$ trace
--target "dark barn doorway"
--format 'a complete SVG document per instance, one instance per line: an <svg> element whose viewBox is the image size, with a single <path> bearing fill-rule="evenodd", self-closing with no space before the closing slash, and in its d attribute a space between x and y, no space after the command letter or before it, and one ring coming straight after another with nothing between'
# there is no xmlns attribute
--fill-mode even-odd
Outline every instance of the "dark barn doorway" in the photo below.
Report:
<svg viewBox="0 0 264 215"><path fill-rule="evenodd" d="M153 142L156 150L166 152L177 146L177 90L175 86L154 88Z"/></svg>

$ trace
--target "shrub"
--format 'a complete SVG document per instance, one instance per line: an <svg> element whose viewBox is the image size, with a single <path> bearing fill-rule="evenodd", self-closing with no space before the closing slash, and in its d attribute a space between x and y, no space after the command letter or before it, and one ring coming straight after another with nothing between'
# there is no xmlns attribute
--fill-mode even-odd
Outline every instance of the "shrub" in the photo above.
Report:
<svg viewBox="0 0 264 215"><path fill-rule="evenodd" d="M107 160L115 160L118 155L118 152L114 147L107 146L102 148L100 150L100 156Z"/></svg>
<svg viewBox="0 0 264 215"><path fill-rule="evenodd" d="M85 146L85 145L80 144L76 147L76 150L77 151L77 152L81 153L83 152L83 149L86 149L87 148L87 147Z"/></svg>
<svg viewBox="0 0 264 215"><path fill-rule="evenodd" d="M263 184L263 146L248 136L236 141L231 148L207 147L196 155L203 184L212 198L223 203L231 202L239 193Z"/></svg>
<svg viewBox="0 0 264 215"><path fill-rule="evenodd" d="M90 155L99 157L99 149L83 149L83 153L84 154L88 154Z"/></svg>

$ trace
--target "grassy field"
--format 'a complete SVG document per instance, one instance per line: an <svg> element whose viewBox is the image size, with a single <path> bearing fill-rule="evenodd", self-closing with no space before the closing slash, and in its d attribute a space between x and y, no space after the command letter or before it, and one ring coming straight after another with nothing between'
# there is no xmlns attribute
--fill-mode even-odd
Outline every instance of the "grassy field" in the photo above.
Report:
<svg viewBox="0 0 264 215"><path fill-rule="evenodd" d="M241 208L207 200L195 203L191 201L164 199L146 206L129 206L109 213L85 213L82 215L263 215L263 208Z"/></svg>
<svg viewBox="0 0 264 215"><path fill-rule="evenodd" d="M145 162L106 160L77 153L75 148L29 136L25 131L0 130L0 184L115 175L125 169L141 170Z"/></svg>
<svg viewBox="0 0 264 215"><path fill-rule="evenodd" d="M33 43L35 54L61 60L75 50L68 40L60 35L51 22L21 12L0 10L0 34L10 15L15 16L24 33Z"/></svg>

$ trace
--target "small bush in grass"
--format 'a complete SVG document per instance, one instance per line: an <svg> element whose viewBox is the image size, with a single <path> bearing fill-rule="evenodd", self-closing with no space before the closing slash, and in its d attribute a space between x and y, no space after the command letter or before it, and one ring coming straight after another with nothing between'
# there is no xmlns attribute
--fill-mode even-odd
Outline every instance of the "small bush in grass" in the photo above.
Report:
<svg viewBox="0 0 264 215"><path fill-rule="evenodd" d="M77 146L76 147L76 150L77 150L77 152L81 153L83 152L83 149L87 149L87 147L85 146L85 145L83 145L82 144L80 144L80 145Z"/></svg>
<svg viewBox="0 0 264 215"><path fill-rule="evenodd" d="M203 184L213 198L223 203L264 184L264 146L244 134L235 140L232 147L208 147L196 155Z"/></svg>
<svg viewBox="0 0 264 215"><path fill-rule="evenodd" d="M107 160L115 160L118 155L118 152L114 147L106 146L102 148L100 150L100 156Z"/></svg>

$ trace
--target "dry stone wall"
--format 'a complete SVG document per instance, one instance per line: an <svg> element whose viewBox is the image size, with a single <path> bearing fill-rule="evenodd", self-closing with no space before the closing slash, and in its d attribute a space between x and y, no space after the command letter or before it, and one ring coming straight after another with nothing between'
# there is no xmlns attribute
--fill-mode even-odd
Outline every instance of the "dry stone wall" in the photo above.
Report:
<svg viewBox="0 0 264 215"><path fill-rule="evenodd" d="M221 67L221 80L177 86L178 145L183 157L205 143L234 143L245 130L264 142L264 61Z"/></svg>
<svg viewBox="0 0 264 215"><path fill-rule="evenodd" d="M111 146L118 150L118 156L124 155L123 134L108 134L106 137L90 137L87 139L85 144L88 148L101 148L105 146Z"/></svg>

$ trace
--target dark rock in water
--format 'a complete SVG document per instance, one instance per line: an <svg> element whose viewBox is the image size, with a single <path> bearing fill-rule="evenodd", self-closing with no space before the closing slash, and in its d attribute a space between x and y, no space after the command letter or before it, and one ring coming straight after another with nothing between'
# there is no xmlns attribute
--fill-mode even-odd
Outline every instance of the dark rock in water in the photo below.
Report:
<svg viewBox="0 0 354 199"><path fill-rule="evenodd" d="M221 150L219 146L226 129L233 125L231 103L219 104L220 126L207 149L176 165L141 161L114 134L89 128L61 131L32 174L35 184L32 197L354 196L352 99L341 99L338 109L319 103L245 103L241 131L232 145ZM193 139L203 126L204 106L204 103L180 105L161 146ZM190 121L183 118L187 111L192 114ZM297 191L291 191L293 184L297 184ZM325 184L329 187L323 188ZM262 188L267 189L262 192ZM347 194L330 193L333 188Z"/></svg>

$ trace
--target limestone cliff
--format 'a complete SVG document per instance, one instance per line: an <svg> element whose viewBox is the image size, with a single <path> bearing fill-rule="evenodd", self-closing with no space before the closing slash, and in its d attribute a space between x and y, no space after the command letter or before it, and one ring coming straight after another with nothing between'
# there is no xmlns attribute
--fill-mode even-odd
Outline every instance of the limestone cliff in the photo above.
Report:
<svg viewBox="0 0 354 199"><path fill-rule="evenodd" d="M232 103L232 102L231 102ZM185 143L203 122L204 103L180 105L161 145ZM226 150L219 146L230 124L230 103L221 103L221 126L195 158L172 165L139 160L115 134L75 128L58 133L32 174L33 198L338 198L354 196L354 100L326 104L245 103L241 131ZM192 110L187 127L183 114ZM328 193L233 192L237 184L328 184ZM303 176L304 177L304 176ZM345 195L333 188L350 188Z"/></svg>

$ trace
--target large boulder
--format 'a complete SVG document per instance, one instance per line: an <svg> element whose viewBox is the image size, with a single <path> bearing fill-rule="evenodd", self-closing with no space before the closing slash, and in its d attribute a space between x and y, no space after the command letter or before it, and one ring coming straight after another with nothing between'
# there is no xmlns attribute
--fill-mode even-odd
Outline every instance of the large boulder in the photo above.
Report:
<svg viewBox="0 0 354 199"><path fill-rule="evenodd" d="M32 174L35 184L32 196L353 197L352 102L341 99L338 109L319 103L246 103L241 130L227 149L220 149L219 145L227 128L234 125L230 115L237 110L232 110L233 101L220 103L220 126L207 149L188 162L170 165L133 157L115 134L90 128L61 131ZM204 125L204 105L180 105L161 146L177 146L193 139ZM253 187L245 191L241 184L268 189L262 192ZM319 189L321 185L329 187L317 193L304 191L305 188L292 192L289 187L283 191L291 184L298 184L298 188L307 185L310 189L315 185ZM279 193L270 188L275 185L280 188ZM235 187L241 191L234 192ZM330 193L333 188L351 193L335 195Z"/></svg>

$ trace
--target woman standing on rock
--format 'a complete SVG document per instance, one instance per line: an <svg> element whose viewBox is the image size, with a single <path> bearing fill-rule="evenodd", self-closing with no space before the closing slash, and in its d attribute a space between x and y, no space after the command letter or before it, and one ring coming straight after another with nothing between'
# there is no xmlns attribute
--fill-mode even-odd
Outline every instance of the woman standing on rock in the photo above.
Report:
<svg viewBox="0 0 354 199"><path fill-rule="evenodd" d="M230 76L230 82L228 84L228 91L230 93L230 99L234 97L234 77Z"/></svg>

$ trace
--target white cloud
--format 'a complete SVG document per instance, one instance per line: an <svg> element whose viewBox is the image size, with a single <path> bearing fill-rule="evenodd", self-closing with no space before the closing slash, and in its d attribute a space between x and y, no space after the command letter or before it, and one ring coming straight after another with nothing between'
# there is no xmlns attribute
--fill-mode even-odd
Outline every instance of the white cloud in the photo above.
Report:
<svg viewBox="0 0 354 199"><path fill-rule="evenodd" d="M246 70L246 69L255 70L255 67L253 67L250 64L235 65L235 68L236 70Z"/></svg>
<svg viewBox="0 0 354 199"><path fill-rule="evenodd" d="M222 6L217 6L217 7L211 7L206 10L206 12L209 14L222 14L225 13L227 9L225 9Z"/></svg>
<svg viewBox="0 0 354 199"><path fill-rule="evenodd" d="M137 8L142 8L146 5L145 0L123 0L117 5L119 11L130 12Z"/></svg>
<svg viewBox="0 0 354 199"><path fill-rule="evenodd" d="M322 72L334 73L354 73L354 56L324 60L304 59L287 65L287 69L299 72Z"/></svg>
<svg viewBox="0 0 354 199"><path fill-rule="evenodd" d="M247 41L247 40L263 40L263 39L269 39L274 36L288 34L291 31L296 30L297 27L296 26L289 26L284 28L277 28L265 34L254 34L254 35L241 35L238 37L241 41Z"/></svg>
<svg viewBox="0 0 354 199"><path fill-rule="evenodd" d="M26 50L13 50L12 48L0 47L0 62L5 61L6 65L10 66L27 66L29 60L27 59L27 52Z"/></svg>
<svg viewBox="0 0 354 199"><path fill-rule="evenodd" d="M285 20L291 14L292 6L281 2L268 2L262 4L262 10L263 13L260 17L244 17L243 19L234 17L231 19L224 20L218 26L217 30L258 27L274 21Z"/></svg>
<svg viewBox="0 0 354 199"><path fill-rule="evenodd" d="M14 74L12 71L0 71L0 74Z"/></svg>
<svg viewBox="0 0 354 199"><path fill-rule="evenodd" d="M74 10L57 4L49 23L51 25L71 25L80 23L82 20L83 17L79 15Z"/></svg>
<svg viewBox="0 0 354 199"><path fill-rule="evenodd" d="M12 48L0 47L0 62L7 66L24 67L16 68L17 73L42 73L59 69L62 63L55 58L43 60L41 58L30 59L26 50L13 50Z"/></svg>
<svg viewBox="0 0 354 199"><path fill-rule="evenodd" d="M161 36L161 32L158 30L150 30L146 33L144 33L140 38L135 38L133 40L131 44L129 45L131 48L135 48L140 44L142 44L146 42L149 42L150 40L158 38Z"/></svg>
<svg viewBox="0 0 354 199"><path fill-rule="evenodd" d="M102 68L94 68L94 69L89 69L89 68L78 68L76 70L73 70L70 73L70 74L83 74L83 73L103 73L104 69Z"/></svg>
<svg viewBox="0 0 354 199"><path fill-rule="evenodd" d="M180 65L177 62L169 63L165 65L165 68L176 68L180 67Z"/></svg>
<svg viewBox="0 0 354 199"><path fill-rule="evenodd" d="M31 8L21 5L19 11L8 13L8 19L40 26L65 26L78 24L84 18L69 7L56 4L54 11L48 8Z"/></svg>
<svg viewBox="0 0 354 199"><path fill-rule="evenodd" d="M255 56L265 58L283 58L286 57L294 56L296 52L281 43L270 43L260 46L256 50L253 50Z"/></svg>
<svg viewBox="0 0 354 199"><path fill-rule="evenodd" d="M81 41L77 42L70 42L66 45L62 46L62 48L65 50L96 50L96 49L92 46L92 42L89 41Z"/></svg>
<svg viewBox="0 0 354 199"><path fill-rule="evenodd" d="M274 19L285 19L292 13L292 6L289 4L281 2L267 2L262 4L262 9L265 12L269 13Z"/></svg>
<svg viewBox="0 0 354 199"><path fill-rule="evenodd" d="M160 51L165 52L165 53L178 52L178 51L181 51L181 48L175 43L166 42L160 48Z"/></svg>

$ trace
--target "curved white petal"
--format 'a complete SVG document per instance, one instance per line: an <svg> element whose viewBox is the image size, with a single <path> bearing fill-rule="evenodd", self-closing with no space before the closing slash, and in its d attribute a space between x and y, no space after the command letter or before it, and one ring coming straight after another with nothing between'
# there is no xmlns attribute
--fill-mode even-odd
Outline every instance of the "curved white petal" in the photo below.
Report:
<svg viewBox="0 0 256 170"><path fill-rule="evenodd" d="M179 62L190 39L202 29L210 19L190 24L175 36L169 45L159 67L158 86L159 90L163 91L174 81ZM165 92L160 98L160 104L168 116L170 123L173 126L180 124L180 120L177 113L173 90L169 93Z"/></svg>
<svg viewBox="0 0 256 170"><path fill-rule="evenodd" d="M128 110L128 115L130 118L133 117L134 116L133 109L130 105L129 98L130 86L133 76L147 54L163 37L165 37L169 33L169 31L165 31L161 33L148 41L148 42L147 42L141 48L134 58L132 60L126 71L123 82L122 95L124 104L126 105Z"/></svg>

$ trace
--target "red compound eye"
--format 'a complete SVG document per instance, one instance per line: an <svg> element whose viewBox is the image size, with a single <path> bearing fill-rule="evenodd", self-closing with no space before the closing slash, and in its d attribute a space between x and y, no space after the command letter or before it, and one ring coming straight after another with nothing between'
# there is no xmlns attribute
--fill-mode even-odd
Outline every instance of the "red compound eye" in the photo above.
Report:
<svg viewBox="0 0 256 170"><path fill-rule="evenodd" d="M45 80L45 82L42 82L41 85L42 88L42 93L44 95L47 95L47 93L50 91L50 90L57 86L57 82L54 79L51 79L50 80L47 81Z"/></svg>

--- Given task ---
Extract each line from the items above that contains the string "water", matching case exactly.

--- Exercise solution ---
--target dark rock in water
Outline every instance of the dark rock in water in the photo below.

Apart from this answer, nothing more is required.